**GOAL OF THE EXERCISE**:
If a line in the listing includes the word "standing", copy it out.
_ _ _
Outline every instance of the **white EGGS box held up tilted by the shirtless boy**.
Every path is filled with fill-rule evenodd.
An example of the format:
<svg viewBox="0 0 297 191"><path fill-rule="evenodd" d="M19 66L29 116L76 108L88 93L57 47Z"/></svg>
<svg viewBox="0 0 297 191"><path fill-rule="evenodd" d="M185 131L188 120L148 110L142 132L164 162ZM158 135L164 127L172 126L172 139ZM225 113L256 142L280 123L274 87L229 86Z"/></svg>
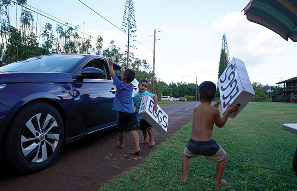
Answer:
<svg viewBox="0 0 297 191"><path fill-rule="evenodd" d="M239 109L231 113L229 117L234 118L255 96L255 92L244 62L233 58L223 74L218 79L222 113L225 113L228 104L239 105Z"/></svg>

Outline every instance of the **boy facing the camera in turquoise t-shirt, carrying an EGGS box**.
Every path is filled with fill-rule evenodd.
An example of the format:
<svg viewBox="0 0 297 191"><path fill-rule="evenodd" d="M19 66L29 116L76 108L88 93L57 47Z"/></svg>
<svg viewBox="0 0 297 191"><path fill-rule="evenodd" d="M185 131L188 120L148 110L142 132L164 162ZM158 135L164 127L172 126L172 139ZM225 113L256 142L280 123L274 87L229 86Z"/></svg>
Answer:
<svg viewBox="0 0 297 191"><path fill-rule="evenodd" d="M147 81L146 79L142 79L139 81L138 84L138 93L136 93L134 95L134 105L137 109L137 119L140 120L139 124L140 124L140 130L143 133L143 141L141 141L139 144L143 144L143 143L149 143L148 140L148 134L149 133L149 138L150 138L150 143L149 143L149 147L152 147L155 145L155 140L154 140L154 134L152 131L152 125L150 125L145 119L143 119L142 116L139 115L139 107L140 107L140 103L141 103L141 99L143 96L149 95L154 99L154 105L153 108L155 110L155 112L157 112L157 96L153 93L149 93L148 91L146 91L149 87L149 81Z"/></svg>

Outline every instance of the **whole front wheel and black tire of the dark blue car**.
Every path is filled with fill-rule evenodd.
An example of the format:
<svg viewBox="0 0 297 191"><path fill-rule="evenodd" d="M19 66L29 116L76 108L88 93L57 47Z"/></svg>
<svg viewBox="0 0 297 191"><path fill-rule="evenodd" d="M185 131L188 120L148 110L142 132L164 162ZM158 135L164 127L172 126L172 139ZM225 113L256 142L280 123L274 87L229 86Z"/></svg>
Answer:
<svg viewBox="0 0 297 191"><path fill-rule="evenodd" d="M33 101L13 116L4 135L7 164L16 172L32 173L50 166L64 138L59 112L51 104Z"/></svg>

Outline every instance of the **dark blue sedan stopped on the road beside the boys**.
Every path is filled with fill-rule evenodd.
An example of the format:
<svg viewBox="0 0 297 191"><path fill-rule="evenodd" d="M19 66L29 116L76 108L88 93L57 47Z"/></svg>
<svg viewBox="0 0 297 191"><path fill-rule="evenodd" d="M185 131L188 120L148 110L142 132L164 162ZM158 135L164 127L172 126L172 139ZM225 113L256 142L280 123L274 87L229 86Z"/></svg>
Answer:
<svg viewBox="0 0 297 191"><path fill-rule="evenodd" d="M120 77L122 66L113 67ZM115 128L115 93L108 61L97 55L43 55L1 67L1 160L36 172L52 164L64 143Z"/></svg>

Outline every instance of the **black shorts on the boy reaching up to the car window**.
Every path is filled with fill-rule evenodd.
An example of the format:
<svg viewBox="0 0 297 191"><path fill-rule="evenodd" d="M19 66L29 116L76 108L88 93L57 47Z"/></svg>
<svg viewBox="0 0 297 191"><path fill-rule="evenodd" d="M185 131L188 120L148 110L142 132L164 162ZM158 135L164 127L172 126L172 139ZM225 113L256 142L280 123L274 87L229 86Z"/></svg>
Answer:
<svg viewBox="0 0 297 191"><path fill-rule="evenodd" d="M116 112L119 132L133 131L138 129L136 113L126 113L122 111Z"/></svg>

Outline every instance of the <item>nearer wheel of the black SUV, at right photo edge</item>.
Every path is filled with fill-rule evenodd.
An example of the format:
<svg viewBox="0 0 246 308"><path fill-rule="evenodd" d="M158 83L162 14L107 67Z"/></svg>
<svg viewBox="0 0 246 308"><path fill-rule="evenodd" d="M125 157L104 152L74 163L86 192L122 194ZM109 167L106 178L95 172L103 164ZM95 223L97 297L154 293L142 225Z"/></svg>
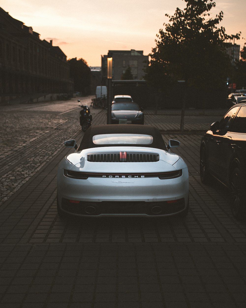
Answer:
<svg viewBox="0 0 246 308"><path fill-rule="evenodd" d="M232 215L237 219L245 218L245 186L240 168L233 168L230 176L230 203Z"/></svg>

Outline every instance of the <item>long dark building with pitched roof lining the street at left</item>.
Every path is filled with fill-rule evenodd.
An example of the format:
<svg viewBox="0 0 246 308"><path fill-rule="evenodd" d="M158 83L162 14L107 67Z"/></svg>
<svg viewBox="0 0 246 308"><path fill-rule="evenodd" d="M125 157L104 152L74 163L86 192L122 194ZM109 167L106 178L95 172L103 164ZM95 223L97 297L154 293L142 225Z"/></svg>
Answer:
<svg viewBox="0 0 246 308"><path fill-rule="evenodd" d="M0 8L0 103L73 92L66 55ZM51 97L52 99L52 97Z"/></svg>

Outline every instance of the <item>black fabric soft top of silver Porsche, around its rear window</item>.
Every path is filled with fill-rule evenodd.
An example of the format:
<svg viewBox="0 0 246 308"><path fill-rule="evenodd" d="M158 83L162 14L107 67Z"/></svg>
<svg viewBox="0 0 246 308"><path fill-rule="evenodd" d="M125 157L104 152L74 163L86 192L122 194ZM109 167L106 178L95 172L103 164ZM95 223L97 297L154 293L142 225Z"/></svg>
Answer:
<svg viewBox="0 0 246 308"><path fill-rule="evenodd" d="M81 144L77 151L88 148L98 148L105 146L119 146L119 144L94 144L93 136L101 134L144 134L153 137L152 144L137 144L138 147L149 147L167 150L164 140L159 130L151 125L139 124L110 124L110 125L94 125L90 126L81 140ZM133 146L133 144L124 144L125 146Z"/></svg>

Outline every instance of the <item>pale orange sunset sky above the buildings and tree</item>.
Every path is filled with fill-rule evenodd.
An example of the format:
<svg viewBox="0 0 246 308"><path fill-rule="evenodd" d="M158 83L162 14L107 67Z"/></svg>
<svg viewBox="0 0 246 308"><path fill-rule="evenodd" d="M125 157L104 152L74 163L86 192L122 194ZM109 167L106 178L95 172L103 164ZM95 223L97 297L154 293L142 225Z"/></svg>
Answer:
<svg viewBox="0 0 246 308"><path fill-rule="evenodd" d="M246 37L246 0L215 0L215 17L224 13L220 26L227 34L241 31L237 41L243 47ZM143 50L148 55L163 23L182 0L1 0L10 16L31 26L40 39L53 40L67 59L83 58L89 66L101 66L101 55L108 50Z"/></svg>

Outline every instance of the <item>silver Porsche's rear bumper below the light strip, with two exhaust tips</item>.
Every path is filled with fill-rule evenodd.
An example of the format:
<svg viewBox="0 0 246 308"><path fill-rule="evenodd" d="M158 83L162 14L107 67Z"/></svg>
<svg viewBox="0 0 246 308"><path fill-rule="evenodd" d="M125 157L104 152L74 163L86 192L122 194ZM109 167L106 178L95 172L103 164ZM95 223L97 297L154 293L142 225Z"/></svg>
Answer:
<svg viewBox="0 0 246 308"><path fill-rule="evenodd" d="M174 179L154 177L123 181L71 179L59 168L58 204L62 211L79 216L168 216L186 209L188 186L188 168Z"/></svg>

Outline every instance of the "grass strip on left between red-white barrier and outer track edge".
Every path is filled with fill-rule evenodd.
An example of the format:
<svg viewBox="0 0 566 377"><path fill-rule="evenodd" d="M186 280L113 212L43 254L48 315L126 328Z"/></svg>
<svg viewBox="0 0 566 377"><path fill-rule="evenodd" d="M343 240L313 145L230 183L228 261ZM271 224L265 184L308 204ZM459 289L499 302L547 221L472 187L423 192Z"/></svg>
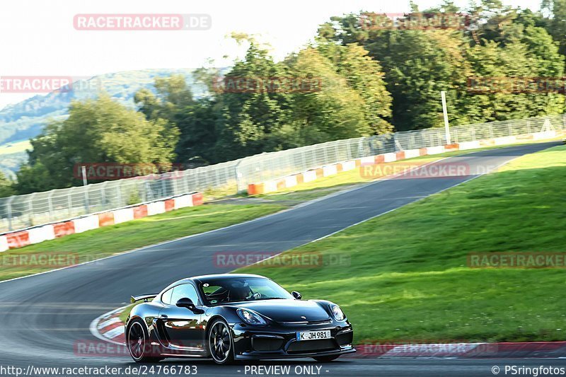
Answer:
<svg viewBox="0 0 566 377"><path fill-rule="evenodd" d="M64 267L69 264L67 262L69 260L71 262L96 260L142 246L211 231L272 214L284 208L277 204L207 204L187 207L85 233L72 234L25 248L8 250L0 253L0 280ZM66 253L70 253L69 259ZM56 262L51 267L40 266L37 262L21 262L22 257L30 258L35 255L63 255L65 260L62 264Z"/></svg>

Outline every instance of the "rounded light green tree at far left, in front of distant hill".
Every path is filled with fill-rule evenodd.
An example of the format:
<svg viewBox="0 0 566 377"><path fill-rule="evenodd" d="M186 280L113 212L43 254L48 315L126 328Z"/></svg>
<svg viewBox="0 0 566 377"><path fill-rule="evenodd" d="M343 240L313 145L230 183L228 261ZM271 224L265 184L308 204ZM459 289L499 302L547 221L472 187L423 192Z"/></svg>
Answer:
<svg viewBox="0 0 566 377"><path fill-rule="evenodd" d="M178 129L166 120L145 120L102 94L71 103L67 120L52 122L32 139L29 165L18 172L18 193L81 184L78 163L168 163L175 158Z"/></svg>

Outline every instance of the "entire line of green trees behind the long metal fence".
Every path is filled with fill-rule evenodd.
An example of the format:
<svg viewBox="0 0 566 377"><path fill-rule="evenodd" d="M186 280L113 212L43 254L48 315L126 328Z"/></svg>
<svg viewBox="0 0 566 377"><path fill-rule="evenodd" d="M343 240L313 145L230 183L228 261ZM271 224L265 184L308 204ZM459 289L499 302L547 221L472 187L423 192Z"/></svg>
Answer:
<svg viewBox="0 0 566 377"><path fill-rule="evenodd" d="M423 12L468 15L463 27L454 28L382 27L366 12L336 16L282 62L253 37L233 35L248 45L246 55L225 75L198 70L197 79L209 87L202 98L192 95L183 76L171 76L156 79L153 91L136 93L137 111L107 95L72 103L67 120L52 122L32 140L30 162L11 190L22 194L79 185L73 167L81 162L192 167L335 139L439 127L440 91L447 93L451 124L560 113L565 101L557 91L469 88L473 78L562 77L566 1L545 1L543 9L485 0L470 9L445 2ZM422 14L415 4L412 11Z"/></svg>

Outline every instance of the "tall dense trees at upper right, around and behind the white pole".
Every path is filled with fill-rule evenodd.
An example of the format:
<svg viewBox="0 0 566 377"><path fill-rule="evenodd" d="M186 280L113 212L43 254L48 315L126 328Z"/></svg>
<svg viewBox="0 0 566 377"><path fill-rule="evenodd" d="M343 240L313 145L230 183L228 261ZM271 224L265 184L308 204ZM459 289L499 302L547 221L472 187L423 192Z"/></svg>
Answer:
<svg viewBox="0 0 566 377"><path fill-rule="evenodd" d="M555 1L555 16L549 21L540 13L483 1L469 11L479 22L464 30L372 28L365 13L349 14L322 25L318 38L343 46L359 43L381 62L387 90L393 96L392 122L397 130L441 126L440 91L447 92L451 124L557 114L564 110L562 93L477 94L469 90L468 79L561 77L564 56L555 40L563 44L565 33L554 33L552 25L563 22L563 17L557 17L562 8ZM460 10L445 2L427 11ZM360 22L364 19L367 23Z"/></svg>

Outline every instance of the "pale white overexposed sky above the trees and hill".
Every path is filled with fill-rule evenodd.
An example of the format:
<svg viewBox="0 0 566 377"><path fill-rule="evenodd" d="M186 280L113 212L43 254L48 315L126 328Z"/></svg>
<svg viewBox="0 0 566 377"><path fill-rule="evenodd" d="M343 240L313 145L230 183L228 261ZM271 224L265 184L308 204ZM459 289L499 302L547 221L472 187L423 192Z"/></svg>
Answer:
<svg viewBox="0 0 566 377"><path fill-rule="evenodd" d="M441 0L415 0L421 9ZM537 10L538 0L504 0ZM455 1L465 7L468 1ZM0 77L84 77L151 68L228 66L243 54L226 35L259 35L275 59L299 50L318 25L343 13L409 11L399 0L3 0ZM207 30L76 30L74 16L100 13L209 15ZM227 56L227 58L226 58ZM209 61L212 59L212 63ZM33 93L0 93L0 109Z"/></svg>

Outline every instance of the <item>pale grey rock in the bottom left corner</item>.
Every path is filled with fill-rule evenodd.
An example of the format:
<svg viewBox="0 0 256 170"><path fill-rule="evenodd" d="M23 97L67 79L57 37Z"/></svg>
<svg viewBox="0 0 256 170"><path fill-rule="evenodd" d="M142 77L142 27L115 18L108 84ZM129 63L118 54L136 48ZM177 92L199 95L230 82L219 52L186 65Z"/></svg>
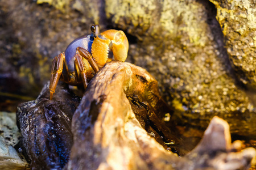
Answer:
<svg viewBox="0 0 256 170"><path fill-rule="evenodd" d="M0 112L0 169L3 170L28 168L24 156L14 148L20 137L15 115L15 113Z"/></svg>

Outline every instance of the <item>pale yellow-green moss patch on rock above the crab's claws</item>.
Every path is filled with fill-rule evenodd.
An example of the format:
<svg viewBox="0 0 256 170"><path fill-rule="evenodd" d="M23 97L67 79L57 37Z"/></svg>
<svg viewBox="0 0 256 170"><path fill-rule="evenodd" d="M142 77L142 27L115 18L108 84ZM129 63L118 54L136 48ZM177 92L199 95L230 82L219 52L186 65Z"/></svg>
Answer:
<svg viewBox="0 0 256 170"><path fill-rule="evenodd" d="M204 46L207 42L204 29L207 24L193 15L201 10L198 3L184 5L180 1L106 1L105 10L107 18L119 27L126 29L122 24L125 19L128 26L137 28L129 31L134 35L144 34L168 41L170 36L183 31L184 36L187 34L189 41L195 45Z"/></svg>

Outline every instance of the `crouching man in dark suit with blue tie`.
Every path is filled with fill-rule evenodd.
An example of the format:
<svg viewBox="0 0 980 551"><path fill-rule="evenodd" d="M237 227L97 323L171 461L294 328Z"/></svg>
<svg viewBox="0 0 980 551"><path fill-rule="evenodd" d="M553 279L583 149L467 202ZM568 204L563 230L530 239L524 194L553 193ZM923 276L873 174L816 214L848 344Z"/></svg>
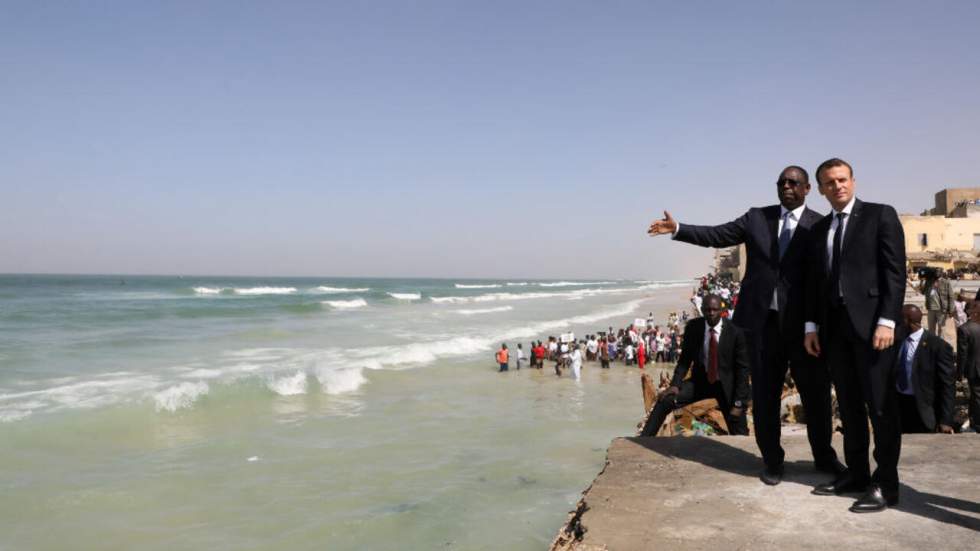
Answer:
<svg viewBox="0 0 980 551"><path fill-rule="evenodd" d="M922 327L922 310L902 308L895 331L895 392L902 432L953 434L953 347Z"/></svg>

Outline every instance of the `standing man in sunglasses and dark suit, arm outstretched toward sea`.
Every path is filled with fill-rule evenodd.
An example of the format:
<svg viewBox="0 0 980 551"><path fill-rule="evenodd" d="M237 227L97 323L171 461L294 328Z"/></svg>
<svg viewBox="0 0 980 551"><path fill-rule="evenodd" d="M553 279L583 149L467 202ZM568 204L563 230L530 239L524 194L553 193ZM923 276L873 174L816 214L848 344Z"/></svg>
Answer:
<svg viewBox="0 0 980 551"><path fill-rule="evenodd" d="M810 229L821 216L806 206L810 181L798 166L783 169L776 180L778 205L749 209L720 226L678 224L670 213L651 224L649 233L673 233L674 239L702 247L745 244L747 268L733 322L745 330L752 364L755 439L765 469L762 480L778 484L783 475L779 445L780 405L787 368L806 411L807 438L819 470L838 474L843 466L830 445L830 375L803 350L803 255Z"/></svg>

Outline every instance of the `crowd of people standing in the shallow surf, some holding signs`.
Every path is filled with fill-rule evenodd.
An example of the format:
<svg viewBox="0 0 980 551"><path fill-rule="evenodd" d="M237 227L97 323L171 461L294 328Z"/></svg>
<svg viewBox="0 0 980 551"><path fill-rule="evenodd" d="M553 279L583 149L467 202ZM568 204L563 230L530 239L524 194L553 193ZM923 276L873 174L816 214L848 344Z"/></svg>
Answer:
<svg viewBox="0 0 980 551"><path fill-rule="evenodd" d="M495 359L501 372L510 370L511 360L516 369L525 363L543 369L546 361L554 362L555 375L567 372L575 379L581 378L584 362L598 362L602 369L609 369L614 363L644 369L648 363L677 361L683 341L681 327L689 319L686 311L671 312L664 325L658 325L651 312L645 320L635 320L618 330L610 326L582 339L576 339L574 333L551 335L546 340L531 341L527 348L518 343L513 353L503 343Z"/></svg>

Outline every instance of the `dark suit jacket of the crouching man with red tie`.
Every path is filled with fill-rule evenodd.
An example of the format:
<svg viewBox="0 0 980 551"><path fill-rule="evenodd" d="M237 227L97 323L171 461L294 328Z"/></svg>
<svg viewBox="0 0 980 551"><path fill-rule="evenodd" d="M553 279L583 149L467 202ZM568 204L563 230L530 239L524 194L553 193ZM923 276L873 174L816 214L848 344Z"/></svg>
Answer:
<svg viewBox="0 0 980 551"><path fill-rule="evenodd" d="M718 379L729 404L735 400L749 401L749 351L745 333L732 322L721 320L721 339L718 341ZM704 318L694 318L684 326L684 344L674 368L672 386L680 386L692 369L707 374L704 364Z"/></svg>

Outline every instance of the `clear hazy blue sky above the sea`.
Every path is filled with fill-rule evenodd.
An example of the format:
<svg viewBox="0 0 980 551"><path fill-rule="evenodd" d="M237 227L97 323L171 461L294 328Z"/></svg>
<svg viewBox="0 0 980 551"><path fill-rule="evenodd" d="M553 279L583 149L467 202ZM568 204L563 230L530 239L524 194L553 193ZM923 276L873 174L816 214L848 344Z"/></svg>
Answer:
<svg viewBox="0 0 980 551"><path fill-rule="evenodd" d="M980 186L980 3L0 3L0 272L674 279L854 166ZM808 204L829 210L814 187Z"/></svg>

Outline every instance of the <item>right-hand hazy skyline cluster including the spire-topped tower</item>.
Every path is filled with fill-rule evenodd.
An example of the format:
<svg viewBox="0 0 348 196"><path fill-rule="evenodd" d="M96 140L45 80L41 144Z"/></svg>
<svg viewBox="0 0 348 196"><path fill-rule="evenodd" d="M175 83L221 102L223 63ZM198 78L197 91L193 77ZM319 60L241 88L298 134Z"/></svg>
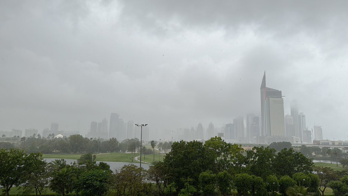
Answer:
<svg viewBox="0 0 348 196"><path fill-rule="evenodd" d="M233 123L215 128L210 123L206 131L199 123L197 128L177 129L176 138L190 141L221 136L231 143L267 144L285 141L311 144L313 133L314 140L323 140L321 126L315 125L312 130L308 130L306 115L299 112L295 101L291 104L291 114L284 116L282 91L266 86L266 72L262 78L260 93L261 116L247 114L245 121L243 116L239 116L233 119Z"/></svg>

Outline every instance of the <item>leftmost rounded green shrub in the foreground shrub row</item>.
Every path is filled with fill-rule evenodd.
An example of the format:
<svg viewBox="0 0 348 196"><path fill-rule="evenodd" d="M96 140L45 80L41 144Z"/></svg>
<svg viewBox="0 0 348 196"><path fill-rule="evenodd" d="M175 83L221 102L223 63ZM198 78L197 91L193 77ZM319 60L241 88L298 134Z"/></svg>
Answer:
<svg viewBox="0 0 348 196"><path fill-rule="evenodd" d="M214 195L216 187L216 174L206 171L199 174L199 186L204 195Z"/></svg>

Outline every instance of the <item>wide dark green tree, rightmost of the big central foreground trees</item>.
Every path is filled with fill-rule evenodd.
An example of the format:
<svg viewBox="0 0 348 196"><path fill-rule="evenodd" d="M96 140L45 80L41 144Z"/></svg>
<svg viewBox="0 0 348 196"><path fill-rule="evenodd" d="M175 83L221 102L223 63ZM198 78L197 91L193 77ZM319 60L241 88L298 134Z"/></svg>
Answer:
<svg viewBox="0 0 348 196"><path fill-rule="evenodd" d="M314 164L311 159L307 159L302 153L295 152L291 148L278 152L272 165L278 176L292 176L297 172L309 173L313 171Z"/></svg>

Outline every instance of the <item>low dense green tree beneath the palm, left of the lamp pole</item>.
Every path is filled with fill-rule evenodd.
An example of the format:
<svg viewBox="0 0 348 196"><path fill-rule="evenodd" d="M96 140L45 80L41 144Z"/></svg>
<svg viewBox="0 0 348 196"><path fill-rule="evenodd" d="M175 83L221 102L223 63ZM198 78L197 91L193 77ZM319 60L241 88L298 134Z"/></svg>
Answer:
<svg viewBox="0 0 348 196"><path fill-rule="evenodd" d="M75 188L81 195L102 196L109 189L110 173L105 170L91 170L82 173L76 181Z"/></svg>

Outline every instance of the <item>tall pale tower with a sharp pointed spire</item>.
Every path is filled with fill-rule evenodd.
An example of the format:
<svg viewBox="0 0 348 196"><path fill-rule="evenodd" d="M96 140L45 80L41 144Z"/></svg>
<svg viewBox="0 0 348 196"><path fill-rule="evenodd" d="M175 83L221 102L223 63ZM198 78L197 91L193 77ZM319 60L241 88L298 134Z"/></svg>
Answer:
<svg viewBox="0 0 348 196"><path fill-rule="evenodd" d="M285 136L282 91L266 87L266 71L261 83L261 117L263 136Z"/></svg>

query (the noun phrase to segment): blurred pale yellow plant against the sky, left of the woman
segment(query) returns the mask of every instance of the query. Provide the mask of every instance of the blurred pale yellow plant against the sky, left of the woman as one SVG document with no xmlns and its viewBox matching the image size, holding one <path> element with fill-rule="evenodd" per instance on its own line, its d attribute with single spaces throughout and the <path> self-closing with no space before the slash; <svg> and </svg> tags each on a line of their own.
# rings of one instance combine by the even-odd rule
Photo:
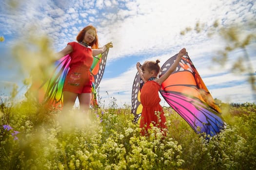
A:
<svg viewBox="0 0 256 170">
<path fill-rule="evenodd" d="M 17 40 L 12 53 L 21 65 L 24 85 L 28 87 L 33 84 L 28 95 L 37 96 L 39 86 L 54 70 L 56 58 L 50 39 L 46 35 L 38 35 L 37 30 L 32 28 Z"/>
</svg>

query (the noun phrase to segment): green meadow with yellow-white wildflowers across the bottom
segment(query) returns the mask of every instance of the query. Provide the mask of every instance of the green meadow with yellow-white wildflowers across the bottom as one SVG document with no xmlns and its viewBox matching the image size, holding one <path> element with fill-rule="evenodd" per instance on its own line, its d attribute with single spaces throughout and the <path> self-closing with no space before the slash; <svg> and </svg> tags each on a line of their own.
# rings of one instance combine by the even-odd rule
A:
<svg viewBox="0 0 256 170">
<path fill-rule="evenodd" d="M 173 109 L 168 132 L 140 136 L 129 107 L 50 112 L 1 100 L 0 166 L 6 170 L 254 170 L 256 105 L 221 103 L 227 128 L 206 141 Z M 7 129 L 6 127 L 10 127 Z M 11 129 L 12 128 L 12 129 Z M 19 133 L 15 133 L 19 132 Z M 17 138 L 16 138 L 17 137 Z"/>
</svg>

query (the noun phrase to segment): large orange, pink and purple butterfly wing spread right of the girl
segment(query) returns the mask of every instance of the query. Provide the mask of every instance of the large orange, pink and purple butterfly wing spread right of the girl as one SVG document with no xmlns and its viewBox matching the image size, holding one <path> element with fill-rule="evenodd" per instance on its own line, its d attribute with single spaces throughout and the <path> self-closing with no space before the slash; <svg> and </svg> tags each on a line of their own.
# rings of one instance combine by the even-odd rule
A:
<svg viewBox="0 0 256 170">
<path fill-rule="evenodd" d="M 177 54 L 163 64 L 159 77 L 176 57 Z M 182 57 L 176 71 L 162 83 L 160 94 L 195 132 L 214 136 L 223 129 L 220 109 L 188 55 Z"/>
</svg>

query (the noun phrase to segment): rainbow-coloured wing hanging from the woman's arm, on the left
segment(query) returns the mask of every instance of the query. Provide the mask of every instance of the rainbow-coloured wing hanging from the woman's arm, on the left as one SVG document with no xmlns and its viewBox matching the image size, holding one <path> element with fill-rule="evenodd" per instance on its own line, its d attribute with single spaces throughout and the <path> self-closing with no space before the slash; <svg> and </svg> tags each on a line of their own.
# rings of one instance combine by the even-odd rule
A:
<svg viewBox="0 0 256 170">
<path fill-rule="evenodd" d="M 44 89 L 44 103 L 50 104 L 55 108 L 61 108 L 63 104 L 63 85 L 69 70 L 70 56 L 66 55 L 55 63 L 55 70 L 48 82 L 42 84 Z M 39 89 L 40 89 L 39 88 Z M 40 100 L 39 100 L 40 101 Z"/>
</svg>

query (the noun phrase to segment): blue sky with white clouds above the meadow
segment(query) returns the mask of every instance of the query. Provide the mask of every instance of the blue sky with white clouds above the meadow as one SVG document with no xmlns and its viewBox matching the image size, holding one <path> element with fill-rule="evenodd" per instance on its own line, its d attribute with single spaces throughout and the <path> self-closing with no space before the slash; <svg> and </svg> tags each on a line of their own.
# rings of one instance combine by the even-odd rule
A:
<svg viewBox="0 0 256 170">
<path fill-rule="evenodd" d="M 10 2 L 16 2 L 15 8 Z M 137 62 L 159 59 L 161 65 L 183 47 L 214 98 L 222 102 L 255 102 L 246 81 L 248 76 L 230 71 L 232 61 L 243 51 L 230 52 L 229 62 L 220 67 L 212 57 L 219 55 L 226 43 L 218 34 L 207 36 L 216 20 L 220 27 L 228 28 L 247 25 L 255 18 L 253 0 L 1 0 L 0 36 L 5 40 L 0 42 L 0 95 L 9 94 L 14 84 L 21 89 L 20 96 L 24 94 L 22 80 L 28 75 L 21 71 L 22 63 L 12 57 L 12 51 L 14 45 L 28 37 L 32 27 L 38 35 L 47 35 L 51 48 L 58 52 L 91 24 L 98 29 L 101 46 L 109 41 L 114 44 L 99 85 L 105 106 L 110 97 L 116 98 L 119 106 L 131 105 Z M 204 24 L 200 33 L 192 30 L 180 34 L 185 28 L 195 28 L 198 22 Z M 246 31 L 255 34 L 256 28 Z M 256 43 L 246 50 L 255 63 Z"/>
</svg>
_ _ _
**RESPONSE TO THE TASK**:
Outline every instance of the `standing man in sunglasses and dark suit, arm outstretched toward sea`.
Outline every instance of the `crowd of people standing in the shallow surf, some holding signs`.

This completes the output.